* Task details
Please extract every line of the material below and reproduce each one verbatim, without changing anything.

====== Data section ======

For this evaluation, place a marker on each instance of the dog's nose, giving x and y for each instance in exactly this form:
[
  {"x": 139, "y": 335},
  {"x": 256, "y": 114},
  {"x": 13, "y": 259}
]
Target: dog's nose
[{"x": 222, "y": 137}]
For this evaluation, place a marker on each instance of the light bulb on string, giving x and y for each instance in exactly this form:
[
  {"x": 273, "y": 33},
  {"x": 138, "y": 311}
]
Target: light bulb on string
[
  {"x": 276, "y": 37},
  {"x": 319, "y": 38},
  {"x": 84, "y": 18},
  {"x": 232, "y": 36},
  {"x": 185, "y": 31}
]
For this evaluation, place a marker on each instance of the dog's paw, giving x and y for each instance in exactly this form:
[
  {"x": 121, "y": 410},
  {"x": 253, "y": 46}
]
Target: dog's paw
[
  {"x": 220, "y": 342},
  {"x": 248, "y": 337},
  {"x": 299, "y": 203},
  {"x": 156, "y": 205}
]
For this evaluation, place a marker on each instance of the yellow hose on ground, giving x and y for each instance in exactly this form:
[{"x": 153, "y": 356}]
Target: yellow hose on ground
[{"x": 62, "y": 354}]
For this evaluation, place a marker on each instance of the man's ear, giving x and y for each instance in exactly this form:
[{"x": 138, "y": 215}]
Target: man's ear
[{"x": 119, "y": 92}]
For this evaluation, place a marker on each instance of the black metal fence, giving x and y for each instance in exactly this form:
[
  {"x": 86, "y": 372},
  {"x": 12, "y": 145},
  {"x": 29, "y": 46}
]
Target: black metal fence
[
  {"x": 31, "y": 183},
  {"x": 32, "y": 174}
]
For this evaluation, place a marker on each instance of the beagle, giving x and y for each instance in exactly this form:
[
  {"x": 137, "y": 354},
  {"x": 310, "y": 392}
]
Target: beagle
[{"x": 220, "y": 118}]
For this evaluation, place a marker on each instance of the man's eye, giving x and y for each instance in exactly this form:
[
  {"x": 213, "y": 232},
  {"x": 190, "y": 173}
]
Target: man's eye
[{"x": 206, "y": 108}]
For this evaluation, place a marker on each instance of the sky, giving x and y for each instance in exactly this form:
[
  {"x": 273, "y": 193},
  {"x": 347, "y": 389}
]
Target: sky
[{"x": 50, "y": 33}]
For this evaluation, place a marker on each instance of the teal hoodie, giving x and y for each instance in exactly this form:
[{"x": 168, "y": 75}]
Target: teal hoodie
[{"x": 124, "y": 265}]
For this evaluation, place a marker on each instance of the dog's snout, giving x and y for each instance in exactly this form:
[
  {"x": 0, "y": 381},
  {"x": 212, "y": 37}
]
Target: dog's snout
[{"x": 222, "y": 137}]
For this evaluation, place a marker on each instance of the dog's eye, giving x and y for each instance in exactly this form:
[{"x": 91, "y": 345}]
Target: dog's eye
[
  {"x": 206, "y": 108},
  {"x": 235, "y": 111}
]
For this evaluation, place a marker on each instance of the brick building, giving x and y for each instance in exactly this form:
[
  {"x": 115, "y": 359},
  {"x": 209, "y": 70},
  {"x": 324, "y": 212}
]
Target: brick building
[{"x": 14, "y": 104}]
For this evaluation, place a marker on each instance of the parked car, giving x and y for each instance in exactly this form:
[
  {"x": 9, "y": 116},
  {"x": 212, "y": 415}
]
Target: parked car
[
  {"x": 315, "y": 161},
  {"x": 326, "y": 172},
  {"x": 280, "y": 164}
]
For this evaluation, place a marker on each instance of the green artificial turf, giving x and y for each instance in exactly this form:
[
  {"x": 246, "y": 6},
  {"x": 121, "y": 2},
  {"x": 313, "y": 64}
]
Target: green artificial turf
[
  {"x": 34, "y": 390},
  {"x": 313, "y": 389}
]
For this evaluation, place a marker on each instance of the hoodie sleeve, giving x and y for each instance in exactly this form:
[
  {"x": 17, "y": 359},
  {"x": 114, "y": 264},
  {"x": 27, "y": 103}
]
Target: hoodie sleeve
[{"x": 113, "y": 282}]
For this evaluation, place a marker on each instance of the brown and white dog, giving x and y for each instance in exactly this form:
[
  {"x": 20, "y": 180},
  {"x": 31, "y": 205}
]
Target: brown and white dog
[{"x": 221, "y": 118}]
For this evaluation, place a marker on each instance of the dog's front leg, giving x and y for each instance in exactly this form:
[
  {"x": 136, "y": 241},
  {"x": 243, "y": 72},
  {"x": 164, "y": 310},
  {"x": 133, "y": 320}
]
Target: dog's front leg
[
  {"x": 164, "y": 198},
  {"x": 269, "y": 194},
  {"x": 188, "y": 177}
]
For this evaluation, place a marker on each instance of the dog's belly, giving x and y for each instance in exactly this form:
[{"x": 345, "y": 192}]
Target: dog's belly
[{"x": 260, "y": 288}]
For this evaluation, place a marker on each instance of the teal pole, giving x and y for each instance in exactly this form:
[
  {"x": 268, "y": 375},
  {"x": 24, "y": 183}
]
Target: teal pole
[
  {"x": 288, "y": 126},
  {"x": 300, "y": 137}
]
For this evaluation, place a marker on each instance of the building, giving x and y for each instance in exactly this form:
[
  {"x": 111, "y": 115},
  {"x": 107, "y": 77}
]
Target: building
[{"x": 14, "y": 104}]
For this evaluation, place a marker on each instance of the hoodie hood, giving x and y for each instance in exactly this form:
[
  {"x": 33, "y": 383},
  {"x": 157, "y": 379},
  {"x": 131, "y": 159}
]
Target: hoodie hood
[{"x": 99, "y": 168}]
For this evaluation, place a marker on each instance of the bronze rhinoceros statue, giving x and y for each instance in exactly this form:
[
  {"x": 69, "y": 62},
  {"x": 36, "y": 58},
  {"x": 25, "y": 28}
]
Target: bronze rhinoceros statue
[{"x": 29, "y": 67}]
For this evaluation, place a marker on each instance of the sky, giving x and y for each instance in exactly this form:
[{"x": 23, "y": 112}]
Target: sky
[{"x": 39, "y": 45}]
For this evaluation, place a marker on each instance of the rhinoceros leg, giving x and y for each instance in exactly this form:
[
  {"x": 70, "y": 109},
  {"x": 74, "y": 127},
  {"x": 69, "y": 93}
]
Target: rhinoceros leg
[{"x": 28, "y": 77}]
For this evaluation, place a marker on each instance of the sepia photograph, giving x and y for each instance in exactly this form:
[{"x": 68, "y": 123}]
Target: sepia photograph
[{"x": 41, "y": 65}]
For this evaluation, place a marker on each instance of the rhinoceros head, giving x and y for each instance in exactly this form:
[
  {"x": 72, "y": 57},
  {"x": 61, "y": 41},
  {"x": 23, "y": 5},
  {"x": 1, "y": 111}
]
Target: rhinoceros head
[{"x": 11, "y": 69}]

======

* Exercise response
For this evaluation, place a marker on each instance of the dog's nose, giving x and y for each instance in exactly this form:
[
  {"x": 139, "y": 335},
  {"x": 256, "y": 114},
  {"x": 13, "y": 259}
]
Target: dog's nose
[{"x": 222, "y": 137}]
For this evaluation, place a marker on each instance of the light bulb on string, giving x and y for each instance in exactly this form:
[
  {"x": 273, "y": 33},
  {"x": 138, "y": 311}
]
Target: light bulb on string
[
  {"x": 276, "y": 37},
  {"x": 319, "y": 38},
  {"x": 84, "y": 18},
  {"x": 232, "y": 36},
  {"x": 185, "y": 31}
]
For this evaluation, place a marker on each instance of the dog's paw, giving x and y for each instance in exactly this form:
[
  {"x": 121, "y": 410},
  {"x": 253, "y": 46}
]
Target: dog's paw
[
  {"x": 220, "y": 342},
  {"x": 248, "y": 337},
  {"x": 299, "y": 203},
  {"x": 156, "y": 205}
]
For this evaluation, place a marker on each instance of the yellow hose on ground, giving x and y for each instance in exactly this form:
[{"x": 153, "y": 356}]
Target: yellow hose on ground
[{"x": 62, "y": 354}]
For this evaluation, place a marker on each instance of the man's ear, giving x and y for each instance in exactly this form:
[{"x": 138, "y": 215}]
Target: man's ear
[{"x": 119, "y": 92}]
For this evaluation, place a marker on each instance of the black metal fence, giving x and y for each instance in exactly this form:
[
  {"x": 86, "y": 372},
  {"x": 12, "y": 145},
  {"x": 29, "y": 46}
]
Target: black metal fence
[
  {"x": 31, "y": 183},
  {"x": 32, "y": 174}
]
For this evaluation, place a marker on each instance of the beagle, giving x and y for each instance in exactly this form:
[
  {"x": 137, "y": 354},
  {"x": 310, "y": 392}
]
Target: beagle
[{"x": 220, "y": 118}]
For this evaluation, place a marker on each instance of the man's eye, giving x and y for each instance in exactly this form:
[
  {"x": 213, "y": 232},
  {"x": 190, "y": 173}
]
Target: man's eye
[{"x": 206, "y": 108}]
For this evaluation, place a marker on each instance of the sky, giving x and y for each instance in exactly this form:
[
  {"x": 273, "y": 193},
  {"x": 347, "y": 389}
]
Target: sky
[{"x": 50, "y": 33}]
For this evaluation, place a marker on each instance of the teal hoodie, giving x and y for each instance in exactly this form:
[{"x": 168, "y": 75}]
Target: teal hoodie
[{"x": 124, "y": 265}]
For this evaluation, place a marker on each instance of the dog's snout, giving x and y for each instance in exactly this form:
[
  {"x": 0, "y": 381},
  {"x": 212, "y": 37}
]
Target: dog's snout
[{"x": 222, "y": 137}]
For this evaluation, place a marker on each instance of the dog's eye, giving x and y for each instance in exactly this form:
[{"x": 91, "y": 345}]
Target: dog's eye
[
  {"x": 206, "y": 108},
  {"x": 235, "y": 111}
]
For this evaluation, place a marker on each instance of the brick building, giving x and y for each instance in exactly this form:
[
  {"x": 115, "y": 359},
  {"x": 209, "y": 70},
  {"x": 324, "y": 212}
]
Target: brick building
[{"x": 14, "y": 104}]
For this evaluation, place a marker on each instance of the parked car, giving x and y for each instance in exactly this form:
[
  {"x": 9, "y": 116},
  {"x": 212, "y": 415}
]
Target: parked car
[
  {"x": 315, "y": 161},
  {"x": 326, "y": 172},
  {"x": 280, "y": 164}
]
For this evaluation, place a marker on each instance of the green artificial turf, giving x and y for each instance in exactly this form:
[
  {"x": 246, "y": 6},
  {"x": 121, "y": 2},
  {"x": 313, "y": 64}
]
Target: green artificial turf
[
  {"x": 34, "y": 390},
  {"x": 313, "y": 389}
]
For this evaluation, place a marker on each instance of the hoodie sleeve, giving x and y for each instance in exactly this form:
[
  {"x": 17, "y": 359},
  {"x": 114, "y": 264},
  {"x": 27, "y": 103}
]
Target: hoodie sleeve
[{"x": 113, "y": 282}]
For this evaluation, place a marker on each instance of the brown and white dog, giving x and y for each instance in exactly this form:
[
  {"x": 20, "y": 180},
  {"x": 31, "y": 205}
]
Target: brown and white dog
[{"x": 221, "y": 118}]
For this evaluation, place a marker on each instance of the dog's front leg, giving x and y for each instance in exactly this form:
[
  {"x": 136, "y": 241},
  {"x": 243, "y": 72},
  {"x": 164, "y": 310},
  {"x": 133, "y": 320}
]
Target: dog's front leg
[
  {"x": 164, "y": 198},
  {"x": 269, "y": 194},
  {"x": 188, "y": 177}
]
For this evaluation, place a marker on each instance of the dog's belly, giving x and y for each instance in exactly this form:
[{"x": 345, "y": 192}]
Target: dog's belly
[{"x": 260, "y": 288}]
For this evaluation, place a marker on each instance of the teal pole, giving x and y for each instance in exactly this form:
[
  {"x": 268, "y": 375},
  {"x": 24, "y": 183}
]
Target: teal pole
[
  {"x": 288, "y": 126},
  {"x": 300, "y": 137}
]
For this evaluation, place a marker on each instance of the building, giving x and y for each instance in exactly this form:
[
  {"x": 111, "y": 115},
  {"x": 107, "y": 77}
]
Target: building
[{"x": 14, "y": 104}]
For this evaluation, place a marker on each instance of the hoodie hood, giving x and y for each instance in exactly this form:
[
  {"x": 33, "y": 383},
  {"x": 157, "y": 379},
  {"x": 131, "y": 159}
]
Target: hoodie hood
[{"x": 99, "y": 168}]
For this evaluation, place a marker on each instance of the bronze rhinoceros statue, giving x and y for each instance in exactly this form:
[
  {"x": 69, "y": 62},
  {"x": 36, "y": 58},
  {"x": 25, "y": 28}
]
Target: bronze rhinoceros statue
[{"x": 29, "y": 67}]
For this evaluation, place a marker on each instance of the sky, giving x and y for each instance in exactly this form:
[{"x": 23, "y": 112}]
Target: sky
[{"x": 39, "y": 45}]
For this evaluation, place a marker on each instance of the rhinoceros leg, giving x and y for each instance in exactly this form:
[
  {"x": 70, "y": 109},
  {"x": 74, "y": 127},
  {"x": 69, "y": 93}
]
Target: rhinoceros leg
[{"x": 28, "y": 77}]
For this evaluation, place a marker on each instance of the sepia photograph, giving x and y for each instance in exactly this form:
[{"x": 68, "y": 123}]
Target: sepia photograph
[{"x": 41, "y": 65}]
For this evaluation, place a marker on each instance of the rhinoceros head, giving x and y for each instance in exactly this form:
[
  {"x": 72, "y": 57},
  {"x": 61, "y": 41},
  {"x": 23, "y": 5},
  {"x": 1, "y": 111}
]
Target: rhinoceros head
[{"x": 11, "y": 69}]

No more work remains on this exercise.